• [Assignment]:
A single number is needed: how many lines of the data hold the word "marking".

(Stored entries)
----------

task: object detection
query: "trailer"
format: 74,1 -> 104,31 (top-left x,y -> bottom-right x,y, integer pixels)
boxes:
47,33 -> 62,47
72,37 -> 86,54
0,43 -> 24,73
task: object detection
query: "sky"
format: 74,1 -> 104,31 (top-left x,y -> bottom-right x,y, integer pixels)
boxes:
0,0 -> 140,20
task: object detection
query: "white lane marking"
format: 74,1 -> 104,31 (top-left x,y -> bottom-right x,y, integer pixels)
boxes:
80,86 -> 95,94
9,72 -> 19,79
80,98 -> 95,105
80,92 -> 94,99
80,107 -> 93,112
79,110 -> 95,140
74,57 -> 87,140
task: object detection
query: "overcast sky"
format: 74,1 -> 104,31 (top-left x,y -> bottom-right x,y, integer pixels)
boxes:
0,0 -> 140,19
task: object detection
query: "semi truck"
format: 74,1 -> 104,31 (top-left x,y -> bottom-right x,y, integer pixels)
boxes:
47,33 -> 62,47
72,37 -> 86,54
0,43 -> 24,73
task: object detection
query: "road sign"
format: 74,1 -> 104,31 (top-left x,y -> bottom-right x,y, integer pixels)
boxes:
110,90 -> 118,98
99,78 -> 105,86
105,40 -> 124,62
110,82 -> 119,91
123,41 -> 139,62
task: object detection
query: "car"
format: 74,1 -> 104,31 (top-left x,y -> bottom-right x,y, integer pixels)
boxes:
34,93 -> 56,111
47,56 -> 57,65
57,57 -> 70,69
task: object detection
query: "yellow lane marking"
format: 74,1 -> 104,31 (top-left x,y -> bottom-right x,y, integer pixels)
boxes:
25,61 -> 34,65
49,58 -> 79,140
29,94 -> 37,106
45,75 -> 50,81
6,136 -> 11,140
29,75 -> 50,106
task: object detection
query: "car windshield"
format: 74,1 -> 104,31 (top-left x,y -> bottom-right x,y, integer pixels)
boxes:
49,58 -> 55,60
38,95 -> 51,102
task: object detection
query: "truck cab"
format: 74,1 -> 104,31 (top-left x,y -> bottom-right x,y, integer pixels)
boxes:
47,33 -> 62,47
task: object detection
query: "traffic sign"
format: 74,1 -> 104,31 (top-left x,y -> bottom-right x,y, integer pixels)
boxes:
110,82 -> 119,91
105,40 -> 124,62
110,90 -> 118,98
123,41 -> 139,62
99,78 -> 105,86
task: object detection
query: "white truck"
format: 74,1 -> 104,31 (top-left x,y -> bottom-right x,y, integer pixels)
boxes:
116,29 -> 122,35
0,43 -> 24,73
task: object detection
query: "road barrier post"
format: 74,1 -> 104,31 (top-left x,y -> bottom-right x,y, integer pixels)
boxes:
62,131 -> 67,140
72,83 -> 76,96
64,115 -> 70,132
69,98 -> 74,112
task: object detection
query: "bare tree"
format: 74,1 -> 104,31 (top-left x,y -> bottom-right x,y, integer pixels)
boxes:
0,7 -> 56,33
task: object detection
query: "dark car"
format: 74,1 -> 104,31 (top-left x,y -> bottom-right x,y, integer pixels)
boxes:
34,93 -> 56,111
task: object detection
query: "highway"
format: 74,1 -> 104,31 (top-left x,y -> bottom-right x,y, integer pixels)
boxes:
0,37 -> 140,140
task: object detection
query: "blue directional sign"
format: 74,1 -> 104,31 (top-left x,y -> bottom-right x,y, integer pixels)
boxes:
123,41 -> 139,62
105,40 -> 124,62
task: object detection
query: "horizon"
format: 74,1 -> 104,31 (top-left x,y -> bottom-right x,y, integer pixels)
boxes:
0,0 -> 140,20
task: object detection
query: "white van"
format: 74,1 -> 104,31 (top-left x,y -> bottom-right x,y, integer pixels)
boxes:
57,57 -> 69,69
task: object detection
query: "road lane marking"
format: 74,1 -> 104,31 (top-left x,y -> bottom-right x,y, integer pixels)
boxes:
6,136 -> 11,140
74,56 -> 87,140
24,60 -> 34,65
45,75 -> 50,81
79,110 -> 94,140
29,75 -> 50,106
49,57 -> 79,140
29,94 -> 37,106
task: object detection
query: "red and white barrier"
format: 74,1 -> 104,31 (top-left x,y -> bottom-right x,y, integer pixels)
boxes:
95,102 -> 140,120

----------

• [Answer to this exercise]:
3